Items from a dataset
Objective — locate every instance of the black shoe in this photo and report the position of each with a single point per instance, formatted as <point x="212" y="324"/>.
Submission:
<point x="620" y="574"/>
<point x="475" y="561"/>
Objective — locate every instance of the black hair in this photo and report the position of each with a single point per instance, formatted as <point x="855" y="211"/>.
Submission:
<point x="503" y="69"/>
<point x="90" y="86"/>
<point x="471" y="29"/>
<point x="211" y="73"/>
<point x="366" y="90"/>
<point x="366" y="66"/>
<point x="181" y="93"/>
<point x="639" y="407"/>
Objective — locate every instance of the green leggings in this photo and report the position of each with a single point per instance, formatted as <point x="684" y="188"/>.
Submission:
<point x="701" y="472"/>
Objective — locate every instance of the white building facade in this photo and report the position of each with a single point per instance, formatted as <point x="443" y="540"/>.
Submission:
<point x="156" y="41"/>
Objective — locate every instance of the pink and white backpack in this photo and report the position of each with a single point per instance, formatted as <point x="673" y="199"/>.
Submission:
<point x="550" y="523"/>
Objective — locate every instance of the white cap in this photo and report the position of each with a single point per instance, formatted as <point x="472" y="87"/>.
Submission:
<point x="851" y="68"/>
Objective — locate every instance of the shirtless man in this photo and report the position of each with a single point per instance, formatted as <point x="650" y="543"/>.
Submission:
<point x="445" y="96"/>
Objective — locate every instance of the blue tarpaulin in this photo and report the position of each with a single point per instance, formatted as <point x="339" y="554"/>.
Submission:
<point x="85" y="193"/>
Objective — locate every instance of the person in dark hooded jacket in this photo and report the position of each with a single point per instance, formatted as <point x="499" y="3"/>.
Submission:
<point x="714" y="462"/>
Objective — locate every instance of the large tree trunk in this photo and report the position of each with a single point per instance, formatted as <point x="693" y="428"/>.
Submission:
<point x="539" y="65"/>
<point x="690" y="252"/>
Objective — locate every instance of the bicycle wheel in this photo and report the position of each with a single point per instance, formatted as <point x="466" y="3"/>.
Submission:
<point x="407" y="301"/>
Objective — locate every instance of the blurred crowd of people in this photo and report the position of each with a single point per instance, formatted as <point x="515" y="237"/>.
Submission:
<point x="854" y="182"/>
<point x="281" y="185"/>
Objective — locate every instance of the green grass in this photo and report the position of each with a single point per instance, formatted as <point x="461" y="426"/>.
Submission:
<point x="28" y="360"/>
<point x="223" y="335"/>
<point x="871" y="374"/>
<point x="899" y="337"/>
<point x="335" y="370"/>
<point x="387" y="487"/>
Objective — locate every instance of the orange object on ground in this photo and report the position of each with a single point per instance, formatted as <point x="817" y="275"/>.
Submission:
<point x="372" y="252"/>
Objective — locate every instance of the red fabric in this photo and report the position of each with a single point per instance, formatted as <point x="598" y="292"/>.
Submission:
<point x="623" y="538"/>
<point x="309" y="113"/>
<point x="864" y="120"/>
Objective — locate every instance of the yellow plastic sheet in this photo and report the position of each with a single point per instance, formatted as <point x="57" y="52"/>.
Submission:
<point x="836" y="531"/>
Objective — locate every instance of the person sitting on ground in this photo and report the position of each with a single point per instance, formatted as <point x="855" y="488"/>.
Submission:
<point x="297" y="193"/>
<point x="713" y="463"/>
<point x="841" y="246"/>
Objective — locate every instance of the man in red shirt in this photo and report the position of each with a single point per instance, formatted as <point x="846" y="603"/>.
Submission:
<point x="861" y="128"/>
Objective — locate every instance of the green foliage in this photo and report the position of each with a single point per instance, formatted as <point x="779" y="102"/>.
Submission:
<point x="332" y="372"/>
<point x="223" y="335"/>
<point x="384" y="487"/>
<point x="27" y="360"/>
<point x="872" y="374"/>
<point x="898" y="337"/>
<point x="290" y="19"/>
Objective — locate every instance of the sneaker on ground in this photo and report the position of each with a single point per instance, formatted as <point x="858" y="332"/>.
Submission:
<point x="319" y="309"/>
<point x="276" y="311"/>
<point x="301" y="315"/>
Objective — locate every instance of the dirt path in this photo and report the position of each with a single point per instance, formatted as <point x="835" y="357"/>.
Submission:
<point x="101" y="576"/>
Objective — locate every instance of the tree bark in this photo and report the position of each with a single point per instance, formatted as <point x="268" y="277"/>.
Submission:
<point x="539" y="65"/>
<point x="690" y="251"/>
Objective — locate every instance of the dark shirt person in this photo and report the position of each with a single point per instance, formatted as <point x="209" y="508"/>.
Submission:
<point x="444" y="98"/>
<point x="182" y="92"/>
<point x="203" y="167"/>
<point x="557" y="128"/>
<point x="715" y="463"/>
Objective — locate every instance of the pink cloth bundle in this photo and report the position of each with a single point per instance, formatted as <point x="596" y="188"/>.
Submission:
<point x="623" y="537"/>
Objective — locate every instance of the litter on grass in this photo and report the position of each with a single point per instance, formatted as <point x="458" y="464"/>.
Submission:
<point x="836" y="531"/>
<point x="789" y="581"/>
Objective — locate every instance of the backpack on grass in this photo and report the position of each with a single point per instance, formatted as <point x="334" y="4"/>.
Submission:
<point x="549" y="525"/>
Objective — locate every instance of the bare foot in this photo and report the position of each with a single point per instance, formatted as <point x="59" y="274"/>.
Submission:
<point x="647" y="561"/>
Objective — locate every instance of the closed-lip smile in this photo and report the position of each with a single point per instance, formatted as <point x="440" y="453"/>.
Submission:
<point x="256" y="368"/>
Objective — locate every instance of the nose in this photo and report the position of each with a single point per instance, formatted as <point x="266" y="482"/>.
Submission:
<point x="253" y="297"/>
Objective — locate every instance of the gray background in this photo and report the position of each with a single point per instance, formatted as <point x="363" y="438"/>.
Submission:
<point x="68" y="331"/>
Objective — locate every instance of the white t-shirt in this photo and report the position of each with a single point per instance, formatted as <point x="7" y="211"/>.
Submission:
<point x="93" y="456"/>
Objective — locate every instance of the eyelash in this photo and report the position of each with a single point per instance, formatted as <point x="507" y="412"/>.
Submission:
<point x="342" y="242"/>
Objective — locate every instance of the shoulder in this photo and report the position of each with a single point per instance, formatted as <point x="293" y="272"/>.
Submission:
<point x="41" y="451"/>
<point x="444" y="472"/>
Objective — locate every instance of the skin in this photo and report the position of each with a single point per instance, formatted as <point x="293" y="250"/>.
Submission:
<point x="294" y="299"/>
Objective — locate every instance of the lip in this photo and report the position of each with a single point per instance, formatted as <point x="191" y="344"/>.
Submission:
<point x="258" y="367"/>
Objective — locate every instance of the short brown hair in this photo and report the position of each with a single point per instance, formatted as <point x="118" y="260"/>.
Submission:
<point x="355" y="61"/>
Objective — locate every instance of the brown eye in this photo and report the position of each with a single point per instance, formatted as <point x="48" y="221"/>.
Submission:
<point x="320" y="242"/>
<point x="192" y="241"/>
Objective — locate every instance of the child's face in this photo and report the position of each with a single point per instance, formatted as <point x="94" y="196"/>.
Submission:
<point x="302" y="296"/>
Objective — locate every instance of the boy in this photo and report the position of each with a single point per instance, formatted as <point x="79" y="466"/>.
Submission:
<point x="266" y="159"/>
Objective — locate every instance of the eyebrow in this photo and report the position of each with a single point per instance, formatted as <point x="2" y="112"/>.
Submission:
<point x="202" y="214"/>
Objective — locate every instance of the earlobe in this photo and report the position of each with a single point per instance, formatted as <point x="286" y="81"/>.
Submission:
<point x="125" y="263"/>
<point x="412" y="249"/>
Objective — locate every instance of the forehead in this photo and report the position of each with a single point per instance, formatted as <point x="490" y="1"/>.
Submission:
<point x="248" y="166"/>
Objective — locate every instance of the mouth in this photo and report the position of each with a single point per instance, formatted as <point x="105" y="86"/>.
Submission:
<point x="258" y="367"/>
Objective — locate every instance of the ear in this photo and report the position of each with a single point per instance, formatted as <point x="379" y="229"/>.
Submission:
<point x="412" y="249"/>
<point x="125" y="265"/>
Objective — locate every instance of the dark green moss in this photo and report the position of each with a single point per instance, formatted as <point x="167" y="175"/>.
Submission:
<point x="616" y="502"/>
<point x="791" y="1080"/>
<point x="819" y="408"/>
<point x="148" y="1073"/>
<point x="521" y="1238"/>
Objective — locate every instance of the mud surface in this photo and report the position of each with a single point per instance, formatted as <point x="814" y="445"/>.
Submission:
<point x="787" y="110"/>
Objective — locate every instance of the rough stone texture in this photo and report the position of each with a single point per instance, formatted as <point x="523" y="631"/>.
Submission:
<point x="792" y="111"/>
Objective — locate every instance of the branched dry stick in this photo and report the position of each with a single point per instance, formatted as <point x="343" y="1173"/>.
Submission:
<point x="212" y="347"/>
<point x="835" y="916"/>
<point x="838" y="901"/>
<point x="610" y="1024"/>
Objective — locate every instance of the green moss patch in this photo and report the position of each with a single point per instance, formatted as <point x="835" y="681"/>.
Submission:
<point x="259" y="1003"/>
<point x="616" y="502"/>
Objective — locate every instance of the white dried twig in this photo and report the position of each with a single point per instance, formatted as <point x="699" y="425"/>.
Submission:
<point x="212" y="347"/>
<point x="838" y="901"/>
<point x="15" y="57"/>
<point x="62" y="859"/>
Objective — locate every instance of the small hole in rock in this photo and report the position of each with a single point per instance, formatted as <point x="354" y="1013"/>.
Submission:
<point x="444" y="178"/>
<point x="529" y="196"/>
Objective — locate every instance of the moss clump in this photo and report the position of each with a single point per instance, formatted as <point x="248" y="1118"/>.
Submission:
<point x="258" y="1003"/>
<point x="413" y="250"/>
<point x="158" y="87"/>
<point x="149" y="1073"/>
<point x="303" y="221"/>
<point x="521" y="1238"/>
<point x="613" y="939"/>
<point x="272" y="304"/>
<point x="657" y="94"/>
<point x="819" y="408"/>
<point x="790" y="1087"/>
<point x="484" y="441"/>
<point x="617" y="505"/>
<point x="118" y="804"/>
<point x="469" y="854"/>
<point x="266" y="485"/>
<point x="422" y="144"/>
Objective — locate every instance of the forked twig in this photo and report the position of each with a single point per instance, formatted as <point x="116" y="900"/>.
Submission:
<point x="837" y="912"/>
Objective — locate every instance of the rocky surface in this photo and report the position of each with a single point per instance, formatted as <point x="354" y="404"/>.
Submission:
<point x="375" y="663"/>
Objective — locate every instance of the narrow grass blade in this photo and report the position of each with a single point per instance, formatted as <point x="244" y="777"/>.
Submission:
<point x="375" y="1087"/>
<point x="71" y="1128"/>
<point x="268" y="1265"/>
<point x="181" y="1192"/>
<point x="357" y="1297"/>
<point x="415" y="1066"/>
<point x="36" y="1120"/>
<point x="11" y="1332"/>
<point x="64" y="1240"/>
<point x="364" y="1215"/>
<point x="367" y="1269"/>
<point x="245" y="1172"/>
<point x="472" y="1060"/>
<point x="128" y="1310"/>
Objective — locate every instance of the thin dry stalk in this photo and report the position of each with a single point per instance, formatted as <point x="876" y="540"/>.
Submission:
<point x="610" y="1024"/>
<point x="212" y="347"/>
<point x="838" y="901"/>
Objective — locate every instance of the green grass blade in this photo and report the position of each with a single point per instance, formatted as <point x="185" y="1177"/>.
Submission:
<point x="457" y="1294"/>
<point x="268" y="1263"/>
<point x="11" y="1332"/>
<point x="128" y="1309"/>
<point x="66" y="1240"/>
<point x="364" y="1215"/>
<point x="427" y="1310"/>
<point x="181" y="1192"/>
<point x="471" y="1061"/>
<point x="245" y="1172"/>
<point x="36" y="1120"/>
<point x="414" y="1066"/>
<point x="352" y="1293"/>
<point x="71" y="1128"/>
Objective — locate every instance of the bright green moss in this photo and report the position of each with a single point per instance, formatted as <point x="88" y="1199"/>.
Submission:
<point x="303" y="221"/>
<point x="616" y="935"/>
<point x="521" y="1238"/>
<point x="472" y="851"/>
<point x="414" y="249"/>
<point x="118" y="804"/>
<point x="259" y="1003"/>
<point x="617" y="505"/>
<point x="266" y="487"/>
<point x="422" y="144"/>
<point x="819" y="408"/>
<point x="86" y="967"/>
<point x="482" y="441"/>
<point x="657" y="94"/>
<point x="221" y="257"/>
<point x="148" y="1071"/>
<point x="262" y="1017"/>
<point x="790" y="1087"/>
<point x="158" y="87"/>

EXERCISE:
Work through the entries above line by line, counting each one that includes the word "pink", and give the final number only.

ANSWER SECTION:
2